● Problem: From the listing below, copy each line that contains the word "large".

● The records:
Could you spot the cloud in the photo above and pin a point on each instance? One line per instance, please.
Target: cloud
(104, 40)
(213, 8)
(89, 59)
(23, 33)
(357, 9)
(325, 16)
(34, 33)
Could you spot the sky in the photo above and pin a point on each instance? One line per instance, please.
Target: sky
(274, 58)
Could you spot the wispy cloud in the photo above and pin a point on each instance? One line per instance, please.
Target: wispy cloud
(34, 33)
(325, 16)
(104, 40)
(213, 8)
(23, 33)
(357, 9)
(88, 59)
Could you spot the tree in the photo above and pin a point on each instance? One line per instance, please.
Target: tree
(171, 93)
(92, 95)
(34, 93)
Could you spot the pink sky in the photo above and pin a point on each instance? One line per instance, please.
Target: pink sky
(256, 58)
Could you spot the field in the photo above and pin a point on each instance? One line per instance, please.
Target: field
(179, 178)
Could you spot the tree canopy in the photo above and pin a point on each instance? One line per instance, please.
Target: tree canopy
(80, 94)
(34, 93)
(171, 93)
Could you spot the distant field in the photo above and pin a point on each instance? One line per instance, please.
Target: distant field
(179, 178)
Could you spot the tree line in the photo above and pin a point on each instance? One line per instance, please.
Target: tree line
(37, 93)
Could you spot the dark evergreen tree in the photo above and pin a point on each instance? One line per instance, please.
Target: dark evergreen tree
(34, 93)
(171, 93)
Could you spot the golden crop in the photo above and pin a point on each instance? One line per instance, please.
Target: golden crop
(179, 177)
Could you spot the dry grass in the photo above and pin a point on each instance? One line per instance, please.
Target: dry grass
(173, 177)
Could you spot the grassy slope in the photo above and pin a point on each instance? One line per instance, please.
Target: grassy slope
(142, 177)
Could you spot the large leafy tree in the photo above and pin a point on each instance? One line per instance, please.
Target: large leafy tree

● Result for this exercise:
Could you spot the large leafy tree in the photo above and pin a point on each instance? One line per instance, please.
Target: large leafy tree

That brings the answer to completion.